■ EXERCISE BRIEF: Would you set down every entry again, exactly as written?

SOURCE MATERIAL: Begin

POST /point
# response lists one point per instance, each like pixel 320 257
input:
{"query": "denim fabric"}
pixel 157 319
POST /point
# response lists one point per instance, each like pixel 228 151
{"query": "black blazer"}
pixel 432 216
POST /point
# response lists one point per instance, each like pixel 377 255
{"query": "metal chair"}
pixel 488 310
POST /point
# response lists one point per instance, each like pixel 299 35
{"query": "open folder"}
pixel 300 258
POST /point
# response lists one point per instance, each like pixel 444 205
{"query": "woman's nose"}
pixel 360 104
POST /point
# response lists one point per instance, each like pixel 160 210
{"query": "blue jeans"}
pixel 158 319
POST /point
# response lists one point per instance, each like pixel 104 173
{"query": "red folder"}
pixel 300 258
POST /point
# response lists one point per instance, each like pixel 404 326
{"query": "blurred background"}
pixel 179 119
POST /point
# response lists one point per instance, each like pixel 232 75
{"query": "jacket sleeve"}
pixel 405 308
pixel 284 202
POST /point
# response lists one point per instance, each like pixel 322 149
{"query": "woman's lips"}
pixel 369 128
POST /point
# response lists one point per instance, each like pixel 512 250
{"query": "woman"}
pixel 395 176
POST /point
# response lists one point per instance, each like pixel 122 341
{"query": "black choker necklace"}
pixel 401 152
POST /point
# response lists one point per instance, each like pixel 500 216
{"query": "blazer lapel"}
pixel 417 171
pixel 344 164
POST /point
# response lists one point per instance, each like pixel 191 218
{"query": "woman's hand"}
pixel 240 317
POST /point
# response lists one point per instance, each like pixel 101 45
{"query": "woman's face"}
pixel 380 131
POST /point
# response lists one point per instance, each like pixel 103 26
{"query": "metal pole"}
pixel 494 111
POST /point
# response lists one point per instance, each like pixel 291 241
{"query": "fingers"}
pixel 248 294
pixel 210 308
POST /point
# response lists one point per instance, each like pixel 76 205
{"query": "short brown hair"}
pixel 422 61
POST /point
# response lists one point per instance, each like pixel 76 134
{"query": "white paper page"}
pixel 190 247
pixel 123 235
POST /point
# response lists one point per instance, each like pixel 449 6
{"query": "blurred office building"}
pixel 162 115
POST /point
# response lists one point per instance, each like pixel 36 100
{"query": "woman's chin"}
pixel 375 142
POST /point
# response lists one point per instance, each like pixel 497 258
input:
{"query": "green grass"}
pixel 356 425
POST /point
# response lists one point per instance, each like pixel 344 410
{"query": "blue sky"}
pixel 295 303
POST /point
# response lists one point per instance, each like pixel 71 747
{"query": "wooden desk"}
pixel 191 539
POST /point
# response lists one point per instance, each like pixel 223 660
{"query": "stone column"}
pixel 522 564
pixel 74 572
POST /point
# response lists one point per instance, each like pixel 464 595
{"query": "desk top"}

SOURCE MATERIAL: End

■ OUTPUT FOR THIS EXERCISE:
POST /point
# response lists one point per instance, each like pixel 320 257
input:
{"query": "denim fabric"}
pixel 157 319
POST /point
# response lists one point per instance, each like pixel 228 151
{"query": "black blazer"}
pixel 432 216
POST /point
# response lists one point per instance, each like pixel 377 255
{"query": "metal chair"}
pixel 488 310
POST /point
# response lists one point per instance, each like pixel 299 35
{"query": "open folder"}
pixel 300 258
POST /point
# response lists one point per instance, each like pixel 444 205
{"query": "woman's nose"}
pixel 360 104
POST /point
# response lists one point per instance, each like pixel 160 210
{"query": "blue jeans"}
pixel 158 319
POST /point
# response lists one point per instance, each like pixel 104 173
{"query": "red folder"}
pixel 300 258
POST /point
# response lists one point per instance, each like pixel 404 326
{"query": "blurred background"}
pixel 179 119
POST /point
# response lists one point per instance, each like pixel 232 75
{"query": "jacket sleeve"}
pixel 405 308
pixel 284 202
POST /point
# response lists one point per instance, each like pixel 322 149
{"query": "woman's lips"}
pixel 369 128
POST /point
# response lists one point per instance, each like pixel 512 250
{"query": "woman"}
pixel 395 176
POST /point
# response lists one point per instance, each like pixel 122 341
{"query": "black choker necklace"}
pixel 401 152
POST /point
# response lists one point per instance, each like pixel 500 216
{"query": "blazer lapel"}
pixel 417 171
pixel 344 164
POST /point
# response lists one point per instance, each like pixel 191 218
{"query": "woman's hand"}
pixel 240 317
POST /point
# response lists one point per instance, each like pixel 101 45
{"query": "woman's face"}
pixel 380 131
POST /point
# response lists one point per instance, each like pixel 103 26
{"query": "metal pole"}
pixel 494 111
POST /point
# response lists one point per instance, each like pixel 291 241
{"query": "fingers"}
pixel 248 294
pixel 210 308
POST /point
# response lists one point per instance, each like pixel 76 205
{"query": "short brown hair"}
pixel 422 61
POST /point
# response lists one point per instance, each like pixel 76 134
{"query": "white paper page"}
pixel 190 247
pixel 123 235
POST /point
# response lists one point per instance, each like pixel 449 6
{"query": "blurred office building"}
pixel 162 115
POST /point
# response lists one point per instance, each like pixel 36 100
{"query": "woman's chin"}
pixel 375 142
POST /point
# response lists one point per instance, each like pixel 497 258
input:
{"query": "green grass"}
pixel 356 425
POST /point
# response lists one point per instance, each like pixel 344 410
{"query": "blue sky"}
pixel 295 303
POST /point
# response lists one point per instance, each like pixel 71 747
{"query": "wooden desk"}
pixel 191 539
POST /point
# response lists one point per instance, each like pixel 223 660
{"query": "stone column"}
pixel 522 564
pixel 74 572
POST /point
# response lists one point per instance, each like pixel 464 595
{"query": "desk top"}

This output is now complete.